* _What you have to do_:
Give back all the data exactly, line by line.

* _Records shown_:
▼

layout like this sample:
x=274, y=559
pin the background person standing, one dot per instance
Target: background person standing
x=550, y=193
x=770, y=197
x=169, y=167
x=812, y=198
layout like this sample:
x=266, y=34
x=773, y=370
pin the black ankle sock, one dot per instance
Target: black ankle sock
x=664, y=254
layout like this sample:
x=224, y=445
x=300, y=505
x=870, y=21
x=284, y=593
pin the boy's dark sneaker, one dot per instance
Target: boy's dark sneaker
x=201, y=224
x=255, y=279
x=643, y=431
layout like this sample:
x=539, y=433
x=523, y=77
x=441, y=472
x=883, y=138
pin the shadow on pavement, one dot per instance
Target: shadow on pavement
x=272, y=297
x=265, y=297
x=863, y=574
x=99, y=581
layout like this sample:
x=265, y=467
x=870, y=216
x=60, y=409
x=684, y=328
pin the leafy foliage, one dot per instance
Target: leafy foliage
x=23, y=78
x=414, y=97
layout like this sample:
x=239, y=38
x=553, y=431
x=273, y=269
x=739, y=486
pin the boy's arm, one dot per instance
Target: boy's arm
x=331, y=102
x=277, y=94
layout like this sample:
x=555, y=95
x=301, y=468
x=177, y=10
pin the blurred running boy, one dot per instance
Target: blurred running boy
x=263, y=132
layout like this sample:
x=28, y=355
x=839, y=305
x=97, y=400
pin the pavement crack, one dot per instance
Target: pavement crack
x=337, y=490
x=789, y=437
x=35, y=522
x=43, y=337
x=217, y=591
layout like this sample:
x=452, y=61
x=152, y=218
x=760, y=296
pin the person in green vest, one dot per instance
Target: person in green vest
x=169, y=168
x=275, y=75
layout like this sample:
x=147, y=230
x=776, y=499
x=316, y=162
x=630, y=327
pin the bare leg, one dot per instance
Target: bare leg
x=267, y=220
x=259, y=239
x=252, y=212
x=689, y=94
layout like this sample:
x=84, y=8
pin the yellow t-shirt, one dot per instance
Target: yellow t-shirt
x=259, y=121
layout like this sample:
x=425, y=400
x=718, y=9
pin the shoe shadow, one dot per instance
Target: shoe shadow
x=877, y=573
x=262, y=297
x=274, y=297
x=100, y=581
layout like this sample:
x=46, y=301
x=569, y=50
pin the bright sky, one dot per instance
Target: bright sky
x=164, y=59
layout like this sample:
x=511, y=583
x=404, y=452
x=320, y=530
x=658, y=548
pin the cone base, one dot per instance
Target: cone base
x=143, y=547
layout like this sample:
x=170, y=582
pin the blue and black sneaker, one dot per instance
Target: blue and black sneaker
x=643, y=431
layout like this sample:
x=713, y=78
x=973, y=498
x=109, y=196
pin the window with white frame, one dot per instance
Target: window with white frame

▲

* _Correct result_:
layout like this sample:
x=274, y=559
pin the background person standing, one dot per instance
Target: background person standing
x=550, y=193
x=770, y=197
x=169, y=167
x=812, y=198
layout like this sample:
x=266, y=34
x=773, y=370
pin the black ankle sock, one dot per instance
Target: black ankle sock
x=664, y=254
layout like this sample:
x=224, y=445
x=300, y=505
x=870, y=21
x=284, y=593
pin the boy's dark sneaker, one dot per instance
Target: boy's dark sneaker
x=201, y=224
x=255, y=279
x=643, y=431
layout like this sample:
x=539, y=433
x=523, y=77
x=441, y=472
x=883, y=138
pin the shadow on pavement, one dot per instance
Target: shadow on pavement
x=272, y=297
x=265, y=297
x=863, y=574
x=99, y=581
layout like this sample:
x=265, y=467
x=870, y=216
x=60, y=409
x=684, y=328
pin the leafy foliage, one dot per instance
Target: leafy foliage
x=23, y=78
x=414, y=97
layout like this sample:
x=239, y=38
x=553, y=431
x=273, y=269
x=739, y=486
pin the boy's arm, one dot per instance
Target: boy's arm
x=331, y=102
x=277, y=94
layout like this sample:
x=555, y=95
x=301, y=468
x=177, y=10
pin the blurred running boy, one dot per instance
Target: blurred running boy
x=263, y=132
layout like this sample:
x=28, y=355
x=839, y=305
x=97, y=400
pin the pavement crack, one dot per instance
Target: pavement crack
x=337, y=490
x=789, y=437
x=35, y=522
x=43, y=337
x=217, y=591
layout like this sample:
x=452, y=61
x=152, y=218
x=760, y=296
pin the person in green vest, one dot per instance
Target: person in green vest
x=169, y=168
x=275, y=75
layout like this sample:
x=147, y=230
x=776, y=499
x=316, y=162
x=630, y=327
pin the bare leg, one dot per instance
Target: bare leg
x=267, y=220
x=259, y=239
x=252, y=212
x=689, y=94
layout like this sample:
x=84, y=8
pin the yellow t-shirt, one dot per instance
Target: yellow t-shirt
x=259, y=121
layout like this sample:
x=425, y=400
x=718, y=9
pin the shoe shadow, one dot per instance
Target: shoe shadow
x=877, y=573
x=262, y=297
x=274, y=297
x=100, y=581
layout like this sample:
x=46, y=301
x=569, y=50
pin the bright sky, one dot per instance
Target: bright sky
x=164, y=59
layout like this sample:
x=511, y=583
x=404, y=452
x=320, y=530
x=658, y=548
pin the cone base, one dot per instance
Target: cone base
x=143, y=547
layout like this sample:
x=170, y=582
pin the blue and black sneaker, one dot per instance
Target: blue and black sneaker
x=643, y=431
layout like this sample:
x=713, y=78
x=973, y=498
x=109, y=196
pin the window with white frame, one dot per instance
Target: window with white frame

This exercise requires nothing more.